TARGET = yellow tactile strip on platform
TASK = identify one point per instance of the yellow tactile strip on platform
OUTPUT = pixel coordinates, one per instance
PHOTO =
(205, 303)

EXERCISE DETAILS: Convert the rows above into a two-column CSV with the header fields input_text and expected_output. Each row's text and its answer should go on its own line, each in a single quoted field, with all line breaks replaced by spaces.

ANSWER:
input_text,expected_output
"TARGET = yellow tactile strip on platform TASK = identify one point per instance of the yellow tactile strip on platform OUTPUT = pixel coordinates, one per instance PHOTO =","(205, 303)"